Document extract |
>> Begin
The employment creation conundrum
With the use of ICTs, 10 000 jobs can be created in this country: internet creates jobs, brander’s translators, editors, and consulting in various fields- Bakang Seretse
Botswana, like many other countries has not escaped one of the biggest economic problems of our time; unemployment.
While official unemployment figures hover around the 20 percent mark, analysts have put the country’s unofficial unemployment rate at as high as 40 percent! The unemployment scourge can be directly linked to disparities in livelihoods, long term threats like political stability and the viability of the country’s fiscal and social security systems.
The 2015 Human Development Report (HDR) titled Work for Human Development examined the intrinsic relationship between work and human development, and said that work- viewed in a broader sense than just employment, can be a means of contributing to the public good, reducing inequality, securing livelihoods and empowering individuals.
“Work allows people to participate in the society and provides them a sense of dignity and worth. In addition, work that involves caring for others or voluntarism builds social cohesion and strengthens bonds within families and communities,” the report.
Full, decent and productive employment for all is also a central plank of the Sustainable Development Goals (SDGs) as exemplified by Goal 8’s explicit emphasis on work, “Promote sustained, inclusive and sustainable economic growth, full and productive employment, and decent work for all”. The slowing down of the economy in Botswana which saw average growth of around 7 percent slumping to 4.5 percent by 2015 has however exacerbated the long standing challenge of job creation, with the youth being the most hard hit.
Botswana’s economy is currently not creating enough job opportunities, with only 1 in 6 of the 40,000 annual entrants of the job market getting work. Around 1800 job losses have been experienced in 2015 alone, and this includes Teemane Diamond Company’s 320 former employees who lost jobs when the Serowe based diamond manufacturer went under in February this year. Discovery Metals’ Boseto Mine also coughed out 1000 people when it closed abruptly this year, and another 400 remain uncertain about their future at the company’s Mowana Mine.
>> End
Data lines |
>> Begin
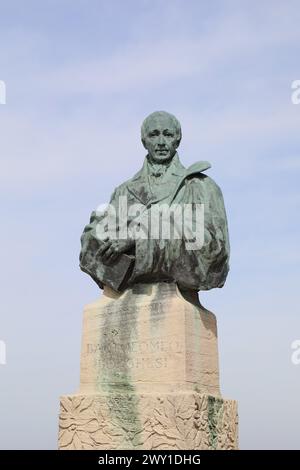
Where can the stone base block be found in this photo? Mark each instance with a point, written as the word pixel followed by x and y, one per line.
pixel 183 420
>> End
Your instructions | In the article on unemployment in Botswana, how many people did Discovery Metals' Boseto Mine lay off when it closed?

Response for this exercise | 1000 people.